### Texto de origen
Desconozco si resulta menos nocivo decir una gran cantidad de tonterías por voluntad propia o declamar un discurso prefabricado sin la conciencia de qué se dice. Para el primer caso, al menos se intuye una pizca de libertad; pero en el segundo parece que una grabación circular limitara en extremo la posibilidad de construir un mensaje propio. Escuchen a ciertos vendedores.
Cuando algunos profesores insistimos en que un estudiante exponga con palabras suyas una idea, pretendemos que aumente en él la capacidad para ordenar el pensamiento y pueda manifestarlo en un lenguaje claro y auténtico.
Esa espontaneidad, sin embargo, es muy sospechosa sobre todo en los establecimientos comerciales (de cualquier tipo), cuando se escucha la perorata de muchos empleados (también de dueños y jefes) para ofrecer y luego vender infinidad de productos y servicios a los clientes. Aparecen, entonces, esas expresiones mecánicas, insulsas, ya descargadas del sabor emocional, porque, de tanto mascar esa caña, la han convertido en bagazo.
Por supuesto (es irrebatible), la comunicación constituye el más fuerte elemento de cohesión en una sociedad, y la sociedad está conformada por personas; es decir, seres racionales y emocionales. No obstante, en estos tiempos consultar a uno de ellos (a un cajero en una cafetería, por ejemplo) dificulta hallar la diferencia del discurso frente al contenido de un contestador telefónico automático.
La preocupación aumenta porque da la impresión en los clientes de que esos empleados no escuchan; solo repiten (una y otra vez, y no es redundancia) las mismas acciones y las mismas palabras. Podría especularse que han introducido en ellos un chip con una información ya calculada, pero restringida.
Algunos han declarado que su actitud en el trabajo (se nota mucho en las ventas) se debe a la capacitación que han recibido para desempeñar esas extravagantes y robóticas tareas.

### Objetivo de la tarea
Transcriba del texto de origen todo lo que va desde "Por supuesto (es" hasta "y robóticas tareas." y sustituya en ese tramo "cafetería" por "panadería".

### Registros de datos
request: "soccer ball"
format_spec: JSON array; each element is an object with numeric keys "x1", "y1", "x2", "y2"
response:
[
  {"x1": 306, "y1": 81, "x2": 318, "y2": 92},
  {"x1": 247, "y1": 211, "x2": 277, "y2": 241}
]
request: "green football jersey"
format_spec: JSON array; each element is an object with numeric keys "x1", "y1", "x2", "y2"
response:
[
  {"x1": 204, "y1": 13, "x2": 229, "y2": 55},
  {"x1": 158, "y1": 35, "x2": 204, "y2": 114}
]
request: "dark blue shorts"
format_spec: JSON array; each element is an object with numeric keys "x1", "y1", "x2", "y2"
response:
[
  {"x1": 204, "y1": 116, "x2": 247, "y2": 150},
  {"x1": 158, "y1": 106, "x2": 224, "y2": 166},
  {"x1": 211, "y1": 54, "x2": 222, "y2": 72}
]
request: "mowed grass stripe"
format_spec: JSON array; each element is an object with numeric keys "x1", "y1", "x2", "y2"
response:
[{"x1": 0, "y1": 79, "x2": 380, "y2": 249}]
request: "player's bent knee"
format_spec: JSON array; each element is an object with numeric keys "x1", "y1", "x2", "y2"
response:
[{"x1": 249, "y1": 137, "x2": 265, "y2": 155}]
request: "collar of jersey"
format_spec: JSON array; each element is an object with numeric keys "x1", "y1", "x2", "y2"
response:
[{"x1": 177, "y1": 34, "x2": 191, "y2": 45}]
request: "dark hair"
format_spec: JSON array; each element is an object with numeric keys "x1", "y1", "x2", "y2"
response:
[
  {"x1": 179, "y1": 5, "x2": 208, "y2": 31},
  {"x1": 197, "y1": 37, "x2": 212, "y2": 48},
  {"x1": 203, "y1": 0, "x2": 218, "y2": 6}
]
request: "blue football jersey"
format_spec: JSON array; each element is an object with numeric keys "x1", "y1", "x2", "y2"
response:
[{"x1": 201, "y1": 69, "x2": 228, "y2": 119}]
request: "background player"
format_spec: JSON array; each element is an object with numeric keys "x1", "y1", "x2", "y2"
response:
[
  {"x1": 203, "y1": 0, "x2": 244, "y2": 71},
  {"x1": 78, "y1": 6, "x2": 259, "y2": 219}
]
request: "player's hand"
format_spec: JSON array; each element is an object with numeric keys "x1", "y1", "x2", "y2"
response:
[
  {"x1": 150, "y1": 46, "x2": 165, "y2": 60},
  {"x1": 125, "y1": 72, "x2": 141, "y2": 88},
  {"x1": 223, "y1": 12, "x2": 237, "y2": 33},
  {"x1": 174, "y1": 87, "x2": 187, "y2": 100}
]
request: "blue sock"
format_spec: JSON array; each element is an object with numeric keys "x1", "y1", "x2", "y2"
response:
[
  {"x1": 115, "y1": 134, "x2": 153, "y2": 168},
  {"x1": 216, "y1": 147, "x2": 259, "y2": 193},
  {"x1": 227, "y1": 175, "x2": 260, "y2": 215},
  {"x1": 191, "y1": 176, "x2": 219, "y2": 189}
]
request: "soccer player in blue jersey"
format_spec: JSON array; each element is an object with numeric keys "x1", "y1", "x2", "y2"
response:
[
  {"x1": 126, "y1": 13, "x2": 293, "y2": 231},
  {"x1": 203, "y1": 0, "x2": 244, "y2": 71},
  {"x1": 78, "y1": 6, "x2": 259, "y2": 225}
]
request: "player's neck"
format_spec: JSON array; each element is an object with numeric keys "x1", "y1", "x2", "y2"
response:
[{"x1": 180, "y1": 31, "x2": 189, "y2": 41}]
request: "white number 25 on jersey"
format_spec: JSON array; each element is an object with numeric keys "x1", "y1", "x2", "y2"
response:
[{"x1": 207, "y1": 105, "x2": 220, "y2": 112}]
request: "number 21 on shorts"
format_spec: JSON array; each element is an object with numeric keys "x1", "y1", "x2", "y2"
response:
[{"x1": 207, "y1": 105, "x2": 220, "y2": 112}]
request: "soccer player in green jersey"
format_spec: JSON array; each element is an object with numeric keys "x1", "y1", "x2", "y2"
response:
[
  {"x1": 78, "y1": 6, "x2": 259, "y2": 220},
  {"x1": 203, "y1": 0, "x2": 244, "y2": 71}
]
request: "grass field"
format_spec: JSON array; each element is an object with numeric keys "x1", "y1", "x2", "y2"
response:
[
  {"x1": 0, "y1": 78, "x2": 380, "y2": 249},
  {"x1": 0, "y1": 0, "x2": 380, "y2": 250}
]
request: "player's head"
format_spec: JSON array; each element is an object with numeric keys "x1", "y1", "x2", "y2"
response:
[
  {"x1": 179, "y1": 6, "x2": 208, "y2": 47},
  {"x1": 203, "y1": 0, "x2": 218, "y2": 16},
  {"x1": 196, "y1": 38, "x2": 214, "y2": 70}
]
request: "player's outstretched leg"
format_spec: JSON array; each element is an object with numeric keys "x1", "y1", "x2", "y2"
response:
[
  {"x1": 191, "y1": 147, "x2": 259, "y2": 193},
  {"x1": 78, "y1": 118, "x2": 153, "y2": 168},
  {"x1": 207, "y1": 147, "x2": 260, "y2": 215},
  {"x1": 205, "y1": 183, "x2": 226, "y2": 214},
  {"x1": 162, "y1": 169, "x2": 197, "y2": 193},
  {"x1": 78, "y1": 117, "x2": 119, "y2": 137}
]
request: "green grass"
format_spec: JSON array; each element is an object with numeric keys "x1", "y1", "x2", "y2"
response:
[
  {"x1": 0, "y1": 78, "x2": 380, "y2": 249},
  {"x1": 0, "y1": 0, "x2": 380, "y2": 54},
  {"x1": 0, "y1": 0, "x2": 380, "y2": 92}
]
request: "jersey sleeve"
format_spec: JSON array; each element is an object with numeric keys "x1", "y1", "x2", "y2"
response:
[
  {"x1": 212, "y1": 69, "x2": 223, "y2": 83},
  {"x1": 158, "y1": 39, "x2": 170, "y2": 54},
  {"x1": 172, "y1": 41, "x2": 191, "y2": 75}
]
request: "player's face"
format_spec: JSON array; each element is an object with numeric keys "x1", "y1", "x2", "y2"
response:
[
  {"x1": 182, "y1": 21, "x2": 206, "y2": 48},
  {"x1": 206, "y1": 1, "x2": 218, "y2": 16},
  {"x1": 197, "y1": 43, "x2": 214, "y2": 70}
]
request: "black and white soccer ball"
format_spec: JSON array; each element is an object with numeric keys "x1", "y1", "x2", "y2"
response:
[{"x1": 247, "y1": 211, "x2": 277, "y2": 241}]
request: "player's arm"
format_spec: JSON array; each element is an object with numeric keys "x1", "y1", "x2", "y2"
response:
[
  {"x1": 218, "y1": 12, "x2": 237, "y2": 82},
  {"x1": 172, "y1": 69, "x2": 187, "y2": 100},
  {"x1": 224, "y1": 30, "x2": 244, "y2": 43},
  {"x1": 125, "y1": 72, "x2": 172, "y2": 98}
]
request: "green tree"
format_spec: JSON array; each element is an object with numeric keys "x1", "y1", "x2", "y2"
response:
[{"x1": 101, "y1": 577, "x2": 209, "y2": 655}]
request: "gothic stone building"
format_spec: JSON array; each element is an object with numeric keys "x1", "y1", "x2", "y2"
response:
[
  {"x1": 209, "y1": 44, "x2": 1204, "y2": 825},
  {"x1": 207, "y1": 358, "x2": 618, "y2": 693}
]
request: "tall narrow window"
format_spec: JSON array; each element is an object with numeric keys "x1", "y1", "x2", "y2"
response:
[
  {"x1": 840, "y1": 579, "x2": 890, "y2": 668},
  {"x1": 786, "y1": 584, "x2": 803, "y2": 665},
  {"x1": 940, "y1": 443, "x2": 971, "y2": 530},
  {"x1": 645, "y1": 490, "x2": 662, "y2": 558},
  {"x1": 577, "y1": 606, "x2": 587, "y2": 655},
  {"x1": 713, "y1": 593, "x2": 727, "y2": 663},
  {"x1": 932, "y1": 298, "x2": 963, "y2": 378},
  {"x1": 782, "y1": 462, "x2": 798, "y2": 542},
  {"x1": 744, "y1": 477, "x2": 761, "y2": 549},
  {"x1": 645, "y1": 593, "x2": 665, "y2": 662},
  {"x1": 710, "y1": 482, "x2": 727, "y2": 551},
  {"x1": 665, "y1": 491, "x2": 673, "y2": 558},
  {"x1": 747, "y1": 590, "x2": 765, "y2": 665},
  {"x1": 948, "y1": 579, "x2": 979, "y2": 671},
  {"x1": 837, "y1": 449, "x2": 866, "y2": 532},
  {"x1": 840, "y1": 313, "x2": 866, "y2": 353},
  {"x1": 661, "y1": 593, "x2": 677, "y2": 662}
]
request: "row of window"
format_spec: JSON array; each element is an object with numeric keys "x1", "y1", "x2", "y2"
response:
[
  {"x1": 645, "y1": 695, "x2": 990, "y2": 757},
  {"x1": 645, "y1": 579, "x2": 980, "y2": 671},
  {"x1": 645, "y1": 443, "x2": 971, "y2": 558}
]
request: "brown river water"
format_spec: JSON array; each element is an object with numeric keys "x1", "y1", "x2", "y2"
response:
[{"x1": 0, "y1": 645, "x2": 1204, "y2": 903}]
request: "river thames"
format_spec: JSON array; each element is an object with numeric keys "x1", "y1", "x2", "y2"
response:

### Respuesta del ejercicio
Por supuesto (es irrebatible), la comunicación constituye el más fuerte elemento de cohesión en una sociedad, y la sociedad está conformada por personas; es decir, seres racionales y emocionales. No obstante, en estos tiempos consultar a uno de ellos (a un cajero en una panadería, por ejemplo) dificulta hallar la diferencia del discurso frente al contenido de un contestador telefónico automático.
La preocupación aumenta porque da la impresión en los clientes de que esos empleados no escuchan; solo repiten (una y otra vez, y no es redundancia) las mismas acciones y las mismas palabras. Podría especularse que han introducido en ellos un chip con una información ya calculada, pero restringida.
Algunos han declarado que su actitud en el trabajo (se nota mucho en las ventas) se debe a la capacitación que han recibido para desempeñar esas extravagantes y robóticas tareas.